PROBLEM STATEMENT |
In the entries below, swap "white shirt" for "blue shirt" from the line with "beanie hat in the image above." to the line with "146;94;155;120". Return only those lines with nothing else changed, and leave out the pictures.

※ ※ ※

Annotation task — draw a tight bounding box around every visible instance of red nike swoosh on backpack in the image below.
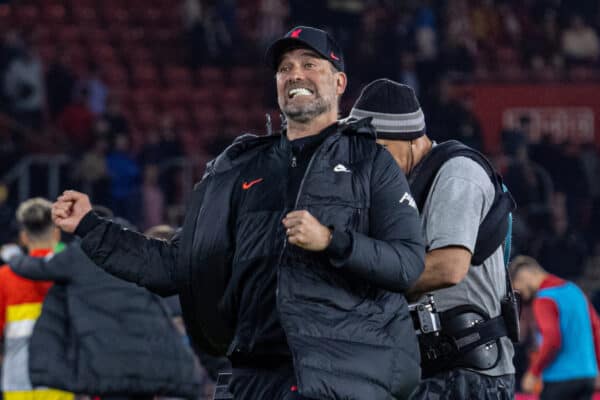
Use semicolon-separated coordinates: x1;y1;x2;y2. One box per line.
242;178;263;190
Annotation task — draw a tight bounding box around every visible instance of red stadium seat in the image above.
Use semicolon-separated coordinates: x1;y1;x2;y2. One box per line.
53;25;82;47
196;67;225;86
158;88;190;108
190;88;215;107
164;66;192;87
72;6;99;26
131;65;161;87
102;64;129;88
229;67;258;86
37;44;56;66
41;2;67;24
90;44;118;64
221;87;246;107
102;7;130;27
121;45;154;67
81;25;109;44
134;103;158;129
128;88;161;108
13;4;39;28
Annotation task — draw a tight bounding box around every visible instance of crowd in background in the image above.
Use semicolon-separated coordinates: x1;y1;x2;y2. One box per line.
0;0;600;394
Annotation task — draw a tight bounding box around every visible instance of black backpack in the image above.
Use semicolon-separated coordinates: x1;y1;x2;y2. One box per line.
408;140;516;265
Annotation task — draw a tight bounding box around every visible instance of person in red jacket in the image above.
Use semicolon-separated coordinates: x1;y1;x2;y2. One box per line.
509;256;600;400
0;198;74;400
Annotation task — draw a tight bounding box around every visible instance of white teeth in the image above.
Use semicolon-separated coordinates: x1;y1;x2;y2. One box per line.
288;88;312;97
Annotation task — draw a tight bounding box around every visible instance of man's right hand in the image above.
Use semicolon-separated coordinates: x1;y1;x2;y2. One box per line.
52;190;92;233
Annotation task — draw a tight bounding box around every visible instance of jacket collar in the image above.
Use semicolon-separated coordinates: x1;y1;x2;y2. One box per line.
204;117;377;176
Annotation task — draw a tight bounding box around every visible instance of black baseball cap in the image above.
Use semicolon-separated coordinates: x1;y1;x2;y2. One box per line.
265;26;344;72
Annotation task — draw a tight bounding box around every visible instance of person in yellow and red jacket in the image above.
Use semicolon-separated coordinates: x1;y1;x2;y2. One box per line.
0;198;74;400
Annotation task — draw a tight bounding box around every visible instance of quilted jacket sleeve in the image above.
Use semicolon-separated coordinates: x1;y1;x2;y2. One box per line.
331;148;425;292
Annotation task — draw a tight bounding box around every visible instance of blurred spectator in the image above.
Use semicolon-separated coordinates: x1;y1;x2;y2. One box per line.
159;114;183;204
106;134;141;225
101;95;129;141
10;222;200;400
74;138;110;204
561;15;600;65
441;0;482;76
504;142;553;218
509;256;600;400
553;141;591;226
0;183;18;244
57;88;94;153
258;0;289;51
3;38;45;130
142;164;165;229
414;0;438;62
46;48;75;121
398;51;420;97
523;9;562;70
138;129;168;167
532;192;587;279
79;62;108;115
0;198;73;400
181;0;206;68
182;0;235;67
427;80;483;151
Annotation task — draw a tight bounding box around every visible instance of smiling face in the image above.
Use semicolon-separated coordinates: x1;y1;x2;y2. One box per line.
276;48;346;123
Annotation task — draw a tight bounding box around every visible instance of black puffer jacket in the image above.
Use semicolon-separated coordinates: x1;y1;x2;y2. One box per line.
9;245;200;398
78;120;424;400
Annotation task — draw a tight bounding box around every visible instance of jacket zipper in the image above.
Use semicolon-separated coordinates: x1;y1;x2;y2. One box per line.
275;134;338;386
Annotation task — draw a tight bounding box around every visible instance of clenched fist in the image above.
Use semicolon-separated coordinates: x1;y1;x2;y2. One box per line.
282;210;331;251
52;190;92;233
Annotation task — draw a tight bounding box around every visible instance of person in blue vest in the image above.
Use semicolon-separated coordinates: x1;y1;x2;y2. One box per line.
509;256;600;400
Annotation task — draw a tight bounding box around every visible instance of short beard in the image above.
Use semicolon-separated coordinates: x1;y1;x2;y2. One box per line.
282;97;331;124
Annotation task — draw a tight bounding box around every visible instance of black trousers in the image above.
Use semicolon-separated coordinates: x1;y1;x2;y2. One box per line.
229;365;308;400
410;368;512;400
540;378;595;400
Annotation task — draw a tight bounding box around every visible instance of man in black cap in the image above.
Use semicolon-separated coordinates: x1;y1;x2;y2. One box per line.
350;79;516;400
54;27;424;400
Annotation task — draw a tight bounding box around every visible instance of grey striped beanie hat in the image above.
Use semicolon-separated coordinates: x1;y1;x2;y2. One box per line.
350;78;425;140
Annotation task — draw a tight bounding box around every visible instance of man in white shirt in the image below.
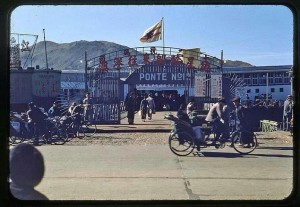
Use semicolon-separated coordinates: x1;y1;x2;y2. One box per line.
146;94;155;120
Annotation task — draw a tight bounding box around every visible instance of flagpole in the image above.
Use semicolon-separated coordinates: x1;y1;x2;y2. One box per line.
161;18;165;54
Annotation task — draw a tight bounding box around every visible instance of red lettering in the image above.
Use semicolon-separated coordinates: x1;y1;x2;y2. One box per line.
187;57;194;69
99;56;108;72
156;54;166;64
114;57;123;70
143;53;150;65
124;49;130;56
128;55;137;67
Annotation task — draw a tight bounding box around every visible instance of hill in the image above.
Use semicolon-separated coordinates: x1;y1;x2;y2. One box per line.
21;40;251;70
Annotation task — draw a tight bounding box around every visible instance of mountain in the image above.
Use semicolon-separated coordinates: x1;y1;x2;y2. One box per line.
20;40;251;70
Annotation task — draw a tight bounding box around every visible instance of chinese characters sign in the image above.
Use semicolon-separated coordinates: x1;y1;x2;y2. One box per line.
32;72;60;97
210;74;222;98
194;72;207;97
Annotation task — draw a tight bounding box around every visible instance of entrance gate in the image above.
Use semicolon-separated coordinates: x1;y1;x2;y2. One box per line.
85;47;222;124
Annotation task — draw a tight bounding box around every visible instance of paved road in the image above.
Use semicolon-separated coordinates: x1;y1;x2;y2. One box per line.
8;112;293;200
37;142;293;200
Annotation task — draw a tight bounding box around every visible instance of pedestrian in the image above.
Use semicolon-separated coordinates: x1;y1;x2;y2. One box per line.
282;95;293;131
27;102;47;146
9;143;48;200
67;101;77;116
147;94;155;120
48;101;61;117
125;92;136;124
205;97;229;142
140;95;149;121
229;97;253;147
189;110;206;151
186;98;196;114
83;92;93;122
71;101;84;137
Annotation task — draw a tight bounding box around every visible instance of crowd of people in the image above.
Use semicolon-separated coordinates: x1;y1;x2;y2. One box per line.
27;93;93;145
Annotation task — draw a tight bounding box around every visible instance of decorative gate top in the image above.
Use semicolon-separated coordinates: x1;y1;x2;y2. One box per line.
87;47;222;73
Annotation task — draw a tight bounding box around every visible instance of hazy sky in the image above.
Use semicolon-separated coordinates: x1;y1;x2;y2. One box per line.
11;5;293;66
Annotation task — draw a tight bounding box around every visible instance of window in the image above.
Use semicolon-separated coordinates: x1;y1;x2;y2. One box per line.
244;73;250;78
275;77;282;83
268;77;274;84
284;77;291;84
259;79;266;85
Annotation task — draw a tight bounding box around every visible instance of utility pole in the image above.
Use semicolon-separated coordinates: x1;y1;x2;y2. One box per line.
84;51;88;93
43;29;49;70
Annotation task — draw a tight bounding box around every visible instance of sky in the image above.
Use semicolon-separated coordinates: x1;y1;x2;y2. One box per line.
10;5;293;66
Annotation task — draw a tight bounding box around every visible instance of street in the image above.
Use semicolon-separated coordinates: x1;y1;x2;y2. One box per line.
8;112;293;201
32;139;293;200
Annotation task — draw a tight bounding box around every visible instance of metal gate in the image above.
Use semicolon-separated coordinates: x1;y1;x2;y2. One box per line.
85;47;222;124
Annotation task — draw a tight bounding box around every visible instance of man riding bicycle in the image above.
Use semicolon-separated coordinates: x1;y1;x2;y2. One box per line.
205;97;229;143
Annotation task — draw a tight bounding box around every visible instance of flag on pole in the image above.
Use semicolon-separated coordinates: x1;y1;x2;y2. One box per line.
140;20;162;42
179;48;200;68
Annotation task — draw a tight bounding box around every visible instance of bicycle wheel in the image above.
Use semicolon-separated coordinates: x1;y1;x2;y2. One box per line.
232;131;257;154
81;123;97;137
48;127;67;145
9;127;25;145
77;126;85;139
169;132;194;156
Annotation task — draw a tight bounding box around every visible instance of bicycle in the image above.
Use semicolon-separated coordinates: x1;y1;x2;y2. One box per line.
60;115;97;141
78;119;97;139
31;118;66;145
165;115;257;156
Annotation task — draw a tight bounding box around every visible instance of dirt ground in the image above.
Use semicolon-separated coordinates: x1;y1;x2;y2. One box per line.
65;131;293;145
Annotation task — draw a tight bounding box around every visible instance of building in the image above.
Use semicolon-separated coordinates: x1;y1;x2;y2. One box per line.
61;65;292;104
223;65;292;100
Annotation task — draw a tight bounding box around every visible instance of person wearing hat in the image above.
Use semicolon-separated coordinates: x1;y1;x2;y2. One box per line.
82;92;94;121
48;101;61;117
125;93;136;124
67;101;77;116
27;102;47;145
71;101;84;137
205;97;229;141
147;94;155;120
229;96;246;147
282;95;293;131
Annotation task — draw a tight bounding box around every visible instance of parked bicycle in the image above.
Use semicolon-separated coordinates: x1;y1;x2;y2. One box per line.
9;112;30;144
9;113;66;144
165;114;257;156
56;115;97;141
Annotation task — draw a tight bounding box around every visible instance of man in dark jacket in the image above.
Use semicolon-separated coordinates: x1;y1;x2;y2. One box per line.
27;102;47;145
48;101;61;117
282;95;293;131
125;92;136;124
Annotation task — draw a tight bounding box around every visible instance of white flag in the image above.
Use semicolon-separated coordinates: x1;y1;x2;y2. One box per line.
140;20;162;42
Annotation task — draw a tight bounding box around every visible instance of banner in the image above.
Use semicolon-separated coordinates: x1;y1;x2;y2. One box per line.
210;75;222;98
194;73;206;97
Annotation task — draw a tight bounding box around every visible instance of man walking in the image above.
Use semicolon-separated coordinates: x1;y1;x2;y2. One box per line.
282;95;293;131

※ ※ ※

THE RESULT |
Annotation task — draw a tight bounding box around every visible instance of grey striped beanie hat in the image above.
Use semicolon-separated coordinates: x1;y1;x2;y2. One box per line.
350;78;425;140
Annotation task — draw a tight bounding box around every visible instance of man in blue shirt in the image below.
Use semicolon-separated coordinates: x1;y1;x2;y2. One box per line.
146;94;155;120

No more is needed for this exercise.